- [Text extract]
Civilians also continued to be among the main victims of the continuing conflict in Iraq, despite the reduction in the overall level of attacks and killings since early 2008. In late April, suicide bombers in Baghdad and Diyala province killed more than 200 people and the official death toll for the month was put at more than 350, including 290 civilians.

New reports of torture in previous years emerged. In Bahrain, it became clear that a group of young men arrested in late 2008 had been tortured while detained incommunicado by security officials. Following his release from Guantanamo, UK resident Binyam Mohamed was able to speak freely for the first time about his 2002 rendition to Morocco, and to give a detailed account of the torture and abuse he says he suffered under interrogation at a secret prison there. In April, video footage came to light showing  a member of Abu Dhabi’s ruling family committing a life-threatening assault on a man with the assistance of a uniformed police officer. The evidence suggested that the UAE authorities had been complicit in the attack, which apparently dated from 2004, and was alleged to have been one of a series of similar attacks. The same month, Amnesty International urged Egypt’s Interior Minister not to allow the reinstatement into the police of two officers who were released after serving prison terms for raping a male prisoner in their custody, filming the rape and circulating the film to cause him further degradation.

- [Available records]
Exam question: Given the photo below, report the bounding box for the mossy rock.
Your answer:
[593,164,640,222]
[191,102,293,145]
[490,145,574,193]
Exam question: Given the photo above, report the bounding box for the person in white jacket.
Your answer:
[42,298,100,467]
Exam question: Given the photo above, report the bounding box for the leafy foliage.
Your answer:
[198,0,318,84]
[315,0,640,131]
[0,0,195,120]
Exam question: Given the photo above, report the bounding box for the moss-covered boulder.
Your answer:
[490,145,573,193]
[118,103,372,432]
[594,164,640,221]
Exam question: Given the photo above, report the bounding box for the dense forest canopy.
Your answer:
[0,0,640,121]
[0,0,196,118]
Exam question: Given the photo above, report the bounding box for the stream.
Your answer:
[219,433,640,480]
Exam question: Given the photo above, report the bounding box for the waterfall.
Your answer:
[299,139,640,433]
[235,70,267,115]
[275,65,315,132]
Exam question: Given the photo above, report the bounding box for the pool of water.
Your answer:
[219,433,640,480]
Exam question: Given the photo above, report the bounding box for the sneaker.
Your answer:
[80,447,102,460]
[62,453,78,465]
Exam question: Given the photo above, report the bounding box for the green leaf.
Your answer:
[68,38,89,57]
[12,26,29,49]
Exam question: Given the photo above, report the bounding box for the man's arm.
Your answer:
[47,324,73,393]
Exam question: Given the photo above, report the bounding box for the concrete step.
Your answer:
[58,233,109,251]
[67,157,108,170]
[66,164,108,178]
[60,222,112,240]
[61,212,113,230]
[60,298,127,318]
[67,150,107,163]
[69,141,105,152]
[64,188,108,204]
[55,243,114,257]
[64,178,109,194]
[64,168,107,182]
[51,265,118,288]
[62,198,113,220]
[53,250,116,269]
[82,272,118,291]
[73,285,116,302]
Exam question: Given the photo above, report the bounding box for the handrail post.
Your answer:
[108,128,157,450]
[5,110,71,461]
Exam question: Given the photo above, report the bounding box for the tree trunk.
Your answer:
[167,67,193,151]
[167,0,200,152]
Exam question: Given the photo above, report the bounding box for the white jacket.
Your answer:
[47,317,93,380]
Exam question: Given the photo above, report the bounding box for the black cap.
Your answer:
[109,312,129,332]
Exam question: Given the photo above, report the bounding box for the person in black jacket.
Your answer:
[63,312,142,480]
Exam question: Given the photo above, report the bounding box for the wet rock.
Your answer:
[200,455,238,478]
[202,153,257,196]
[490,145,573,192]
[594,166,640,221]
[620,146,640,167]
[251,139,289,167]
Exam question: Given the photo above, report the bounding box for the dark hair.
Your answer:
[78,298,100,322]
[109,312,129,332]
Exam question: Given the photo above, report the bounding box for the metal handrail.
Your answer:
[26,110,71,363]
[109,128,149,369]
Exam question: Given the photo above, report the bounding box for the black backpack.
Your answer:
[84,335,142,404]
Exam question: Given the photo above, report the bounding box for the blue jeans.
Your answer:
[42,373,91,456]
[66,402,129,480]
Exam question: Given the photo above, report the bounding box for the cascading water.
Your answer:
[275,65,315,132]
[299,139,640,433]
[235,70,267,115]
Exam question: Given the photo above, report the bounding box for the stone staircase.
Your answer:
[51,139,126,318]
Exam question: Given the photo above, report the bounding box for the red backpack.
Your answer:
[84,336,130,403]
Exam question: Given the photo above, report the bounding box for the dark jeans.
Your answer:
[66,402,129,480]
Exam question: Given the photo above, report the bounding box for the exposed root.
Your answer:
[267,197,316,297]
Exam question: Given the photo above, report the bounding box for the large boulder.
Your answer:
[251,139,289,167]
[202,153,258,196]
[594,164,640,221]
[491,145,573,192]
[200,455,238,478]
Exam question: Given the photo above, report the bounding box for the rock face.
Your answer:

- [Written tasks]
1. In the rows, substitute "give" for "report" on the lines running from the one holding "the tree trunk." through the one holding "[267,197,316,297]", inclusive. Give only those lines again, with everything else left unchanged.
2. Resume the text on civilian deaths and torture in the Middle East from where it stops.

- [Answers]
1.
Exam question: Given the photo above, give the bounding box for the tree trunk.
Your answer:
[167,67,193,151]
[167,0,200,152]
Exam question: Given the photo above, give the bounding box for the white jacket.
Your answer:
[47,317,93,380]
Exam question: Given the photo above, give the bounding box for the black cap.
Your answer:
[109,312,129,332]
Exam question: Given the photo above, give the bounding box for the person in black jacket.
Your answer:
[63,312,142,480]
Exam question: Given the photo above, give the bounding box for the wet rock.
Your answer:
[200,455,238,478]
[202,153,257,196]
[490,145,573,192]
[594,166,640,221]
[620,146,640,167]
[251,139,289,167]
Exam question: Given the photo above, give the bounding box for the dark hair.
Your answer:
[78,298,100,322]
[109,312,129,332]
Exam question: Given the photo above, give the bounding box for the metal handrail.
Your answer:
[26,110,71,363]
[109,128,149,369]
Exam question: Given the photo above, give the bounding box for the black backpack.
Your answer:
[84,335,142,404]
Exam question: Given the photo above, give the bounding box for the blue jeans.
Your answer:
[42,373,91,456]
[66,402,129,480]
Exam question: Given the photo above, give the bounding box for the cascading water.
Your answer:
[275,65,315,132]
[299,139,640,433]
[235,70,267,115]
Exam question: Given the photo above, give the bounding box for the stone staircase.
Your answer:
[51,139,126,318]
Exam question: Given the photo above, give the bounding box for the red backpack.
Your answer:
[84,336,130,403]
Exam question: Given the photo above, give the bounding box for the dark jeans.
Your answer:
[66,402,129,480]
Exam question: Given the photo above, give the bounding box for the exposed root.
Your answer:
[267,197,316,297]

2.
Impunity

Impunity appeared to be further entrenched in Algeria when President Abdelaziz Bouteflika was re-elected to a third term of office in April, after the Constitution was changed to enable this. In his previous term, he was the architect of Algeria’s Charter for Peace and National Reconciliation, which effectively prevents the prosecution of those who orchestrated and committed crimes during the Algerian conflict of the 1990s, in which thousands of people were killed or disappeared, yet criminalizes those who persist in denouncing the security forces and calling for truth and justice. In Morocco and Western Sahara, families of people subjected to enforced disappearance during the reign of King Hassan II, who died in 1999, were still waiting to receive a detailed list of the cases of enforced disappearances investigated by the Truth and Reconciliations Commission – a body established by King Mohamed VI which completed its work at the end of 2005.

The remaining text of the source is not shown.